- **GIVEN INSTRUCTION 1**
In the passage on workplace harassment, whom does Clot quote about counter-movements?

>> BEGIN PAGE

The injunction to comply with a reorganisation therefore opens the door to harassment, since the change will allow new ‘standards’ to be established, the nature and meaning of which cannot be open to discussion.
However, Clot reminds us that workers are greater than the organisation that constrains them. They are committed to pouring all their personal energy into their work, even when it is impeded. Their inhibitions conceal a hidden energy potential that demands to be released, which is why impeded activity is still activity. Activity translates into creative effort in the different spheres of existence, and this action in turn nourishes activity, in the same way that personal initiative influences the organisation. Thus, activity produces the “recreation of a world”.
For the harasser, the purpose of harassment is to protect a state of being that they know to be fragile and unhealthy. In reality, harassment cuts them off from the branch where they think they are sitting safely, sometimes to the point of bringing down the tree, that is, jeopardising the organisation on which they are frantically dependent.
Let us conclude with Clot, for whom workers are united by a secret shared consciousness and the joy of joint achievement, which nourishes their professional feelings. He quotes Zarifian, according to whom counter-movements (‘counter-effectuation’) signify a ‘process whereby an event, initially endured, is appropriated, given meaning and transformed, depending on the power and values that individuals deploy to deal with it’.

>> END PAGE
>> BEGIN SOURCE RECORDS

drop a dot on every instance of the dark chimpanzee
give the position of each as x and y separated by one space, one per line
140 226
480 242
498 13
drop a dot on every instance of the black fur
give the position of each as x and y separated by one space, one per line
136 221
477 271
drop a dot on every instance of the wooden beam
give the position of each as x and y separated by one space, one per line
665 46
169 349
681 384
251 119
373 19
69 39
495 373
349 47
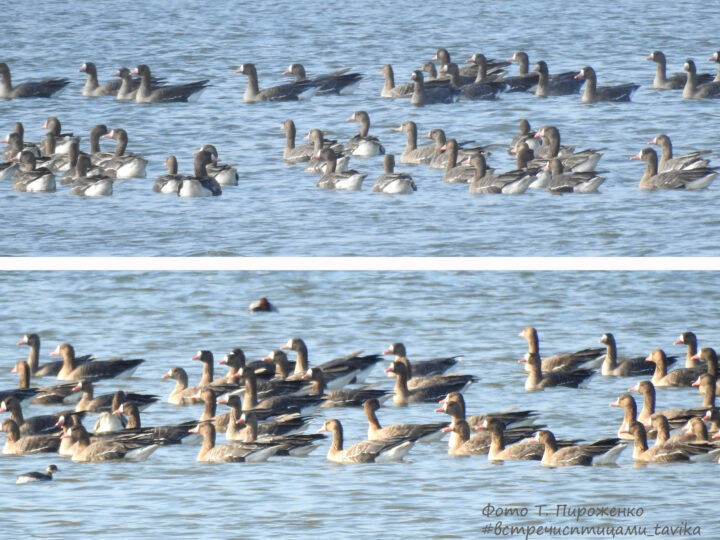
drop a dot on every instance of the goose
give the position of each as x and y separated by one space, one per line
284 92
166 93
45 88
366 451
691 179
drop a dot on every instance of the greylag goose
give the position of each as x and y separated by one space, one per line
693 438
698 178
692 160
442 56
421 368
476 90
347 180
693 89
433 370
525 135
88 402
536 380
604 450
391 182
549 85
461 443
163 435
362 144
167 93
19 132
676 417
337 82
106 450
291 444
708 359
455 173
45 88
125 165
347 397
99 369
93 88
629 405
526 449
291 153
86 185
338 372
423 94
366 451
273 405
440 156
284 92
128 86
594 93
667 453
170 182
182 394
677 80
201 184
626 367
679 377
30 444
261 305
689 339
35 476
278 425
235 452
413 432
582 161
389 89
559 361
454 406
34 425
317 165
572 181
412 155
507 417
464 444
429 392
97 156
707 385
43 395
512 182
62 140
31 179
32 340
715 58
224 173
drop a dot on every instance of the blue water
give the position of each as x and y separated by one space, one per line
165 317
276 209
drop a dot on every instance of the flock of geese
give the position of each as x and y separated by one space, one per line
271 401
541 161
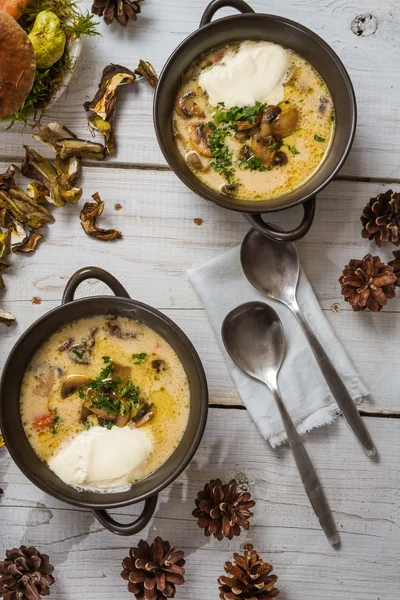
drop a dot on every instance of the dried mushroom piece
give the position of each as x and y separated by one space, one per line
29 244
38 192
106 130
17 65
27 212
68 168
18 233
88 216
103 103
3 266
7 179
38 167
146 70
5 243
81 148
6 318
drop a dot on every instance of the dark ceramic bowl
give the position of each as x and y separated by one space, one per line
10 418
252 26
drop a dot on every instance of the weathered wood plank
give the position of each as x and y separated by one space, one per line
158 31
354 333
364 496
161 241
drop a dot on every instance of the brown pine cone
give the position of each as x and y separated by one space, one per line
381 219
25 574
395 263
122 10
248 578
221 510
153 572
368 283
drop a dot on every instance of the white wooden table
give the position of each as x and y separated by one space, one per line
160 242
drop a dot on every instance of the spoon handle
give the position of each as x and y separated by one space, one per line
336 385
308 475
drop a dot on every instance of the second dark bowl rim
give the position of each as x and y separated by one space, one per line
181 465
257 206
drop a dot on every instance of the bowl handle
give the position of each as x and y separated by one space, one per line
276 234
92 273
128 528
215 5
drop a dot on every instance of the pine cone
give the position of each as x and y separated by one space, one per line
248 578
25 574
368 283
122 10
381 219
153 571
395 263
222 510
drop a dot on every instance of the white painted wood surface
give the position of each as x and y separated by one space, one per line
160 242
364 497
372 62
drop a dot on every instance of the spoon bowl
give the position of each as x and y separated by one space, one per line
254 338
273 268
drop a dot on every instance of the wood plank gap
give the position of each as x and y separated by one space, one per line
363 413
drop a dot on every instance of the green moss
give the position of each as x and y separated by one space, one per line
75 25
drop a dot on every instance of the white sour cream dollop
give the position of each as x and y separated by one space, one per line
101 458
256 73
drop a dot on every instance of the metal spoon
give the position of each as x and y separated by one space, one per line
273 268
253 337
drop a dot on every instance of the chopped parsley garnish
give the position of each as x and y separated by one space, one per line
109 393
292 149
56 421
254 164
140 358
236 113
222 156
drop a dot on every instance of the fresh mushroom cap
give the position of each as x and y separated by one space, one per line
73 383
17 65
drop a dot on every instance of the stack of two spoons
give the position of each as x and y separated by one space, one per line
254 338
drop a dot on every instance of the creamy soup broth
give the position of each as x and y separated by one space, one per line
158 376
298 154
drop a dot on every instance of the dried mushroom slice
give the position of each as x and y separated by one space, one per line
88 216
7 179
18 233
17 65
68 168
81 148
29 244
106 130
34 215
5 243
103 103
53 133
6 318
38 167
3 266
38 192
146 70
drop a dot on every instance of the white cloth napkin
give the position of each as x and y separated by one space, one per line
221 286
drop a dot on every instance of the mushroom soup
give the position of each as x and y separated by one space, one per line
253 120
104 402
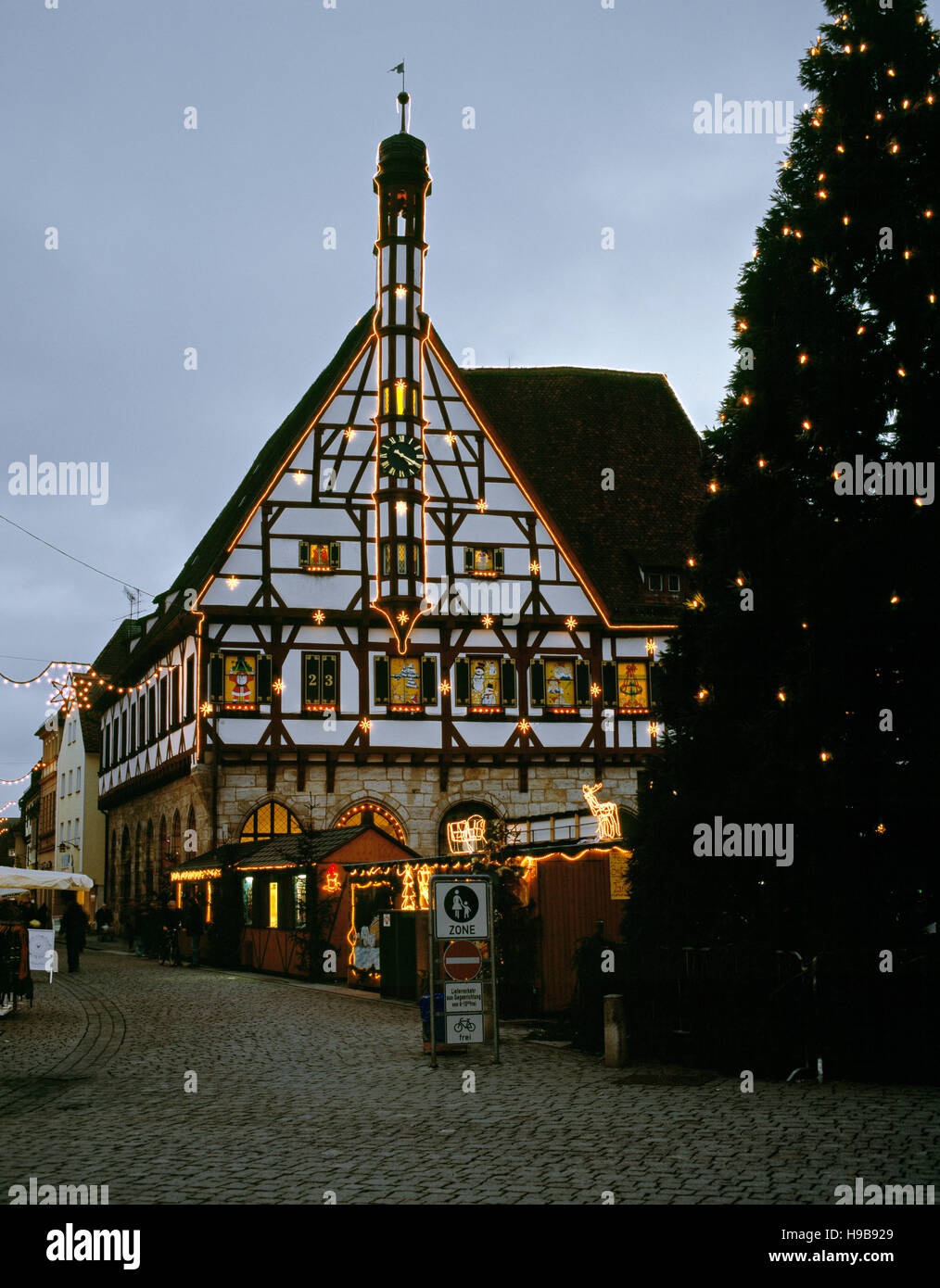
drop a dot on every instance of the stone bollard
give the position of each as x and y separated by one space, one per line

>> END SOURCE RECORDS
>> BEGIN SOURCE RECORDS

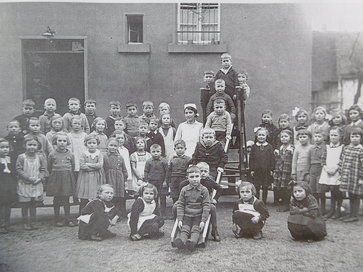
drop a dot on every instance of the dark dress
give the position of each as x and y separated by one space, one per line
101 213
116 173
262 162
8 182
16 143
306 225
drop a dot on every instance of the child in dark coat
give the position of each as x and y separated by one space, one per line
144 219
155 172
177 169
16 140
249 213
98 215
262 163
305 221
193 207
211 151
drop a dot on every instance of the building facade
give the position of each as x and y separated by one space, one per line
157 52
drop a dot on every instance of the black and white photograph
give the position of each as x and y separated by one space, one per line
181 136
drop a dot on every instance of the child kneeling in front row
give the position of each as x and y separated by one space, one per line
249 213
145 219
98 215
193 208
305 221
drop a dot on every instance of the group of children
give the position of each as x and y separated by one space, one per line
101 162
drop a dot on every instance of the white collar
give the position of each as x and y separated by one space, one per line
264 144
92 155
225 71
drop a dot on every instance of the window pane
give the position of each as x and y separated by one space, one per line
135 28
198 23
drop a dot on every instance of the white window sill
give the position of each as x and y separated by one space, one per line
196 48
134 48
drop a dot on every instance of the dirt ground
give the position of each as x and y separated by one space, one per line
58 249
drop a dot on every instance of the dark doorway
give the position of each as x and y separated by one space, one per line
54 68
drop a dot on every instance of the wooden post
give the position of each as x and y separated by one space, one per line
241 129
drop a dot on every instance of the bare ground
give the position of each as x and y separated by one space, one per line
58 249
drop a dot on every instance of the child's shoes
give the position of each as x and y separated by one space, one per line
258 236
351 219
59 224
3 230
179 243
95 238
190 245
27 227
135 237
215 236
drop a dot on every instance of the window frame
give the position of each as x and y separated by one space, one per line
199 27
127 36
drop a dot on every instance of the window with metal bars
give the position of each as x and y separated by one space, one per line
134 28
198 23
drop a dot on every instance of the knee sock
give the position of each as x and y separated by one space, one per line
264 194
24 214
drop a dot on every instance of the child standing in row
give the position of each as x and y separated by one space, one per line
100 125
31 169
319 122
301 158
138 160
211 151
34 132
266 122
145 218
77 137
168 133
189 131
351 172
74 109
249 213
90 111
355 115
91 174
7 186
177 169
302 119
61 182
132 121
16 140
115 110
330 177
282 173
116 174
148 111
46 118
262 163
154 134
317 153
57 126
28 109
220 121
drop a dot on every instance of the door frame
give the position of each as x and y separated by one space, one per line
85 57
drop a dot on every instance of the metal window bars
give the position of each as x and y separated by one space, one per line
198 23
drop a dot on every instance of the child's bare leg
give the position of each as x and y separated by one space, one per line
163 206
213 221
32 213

>> END SOURCE RECORDS

- **GIVEN INSTRUCTION 2**
Filter the records above, keeping every line that contains the string "pine".

- **TASK RESULT 1**
Zarifian.

- **TASK RESULT 2**
drop a dot on every instance of the brown pine cone
drop a dot on every instance of the pine cone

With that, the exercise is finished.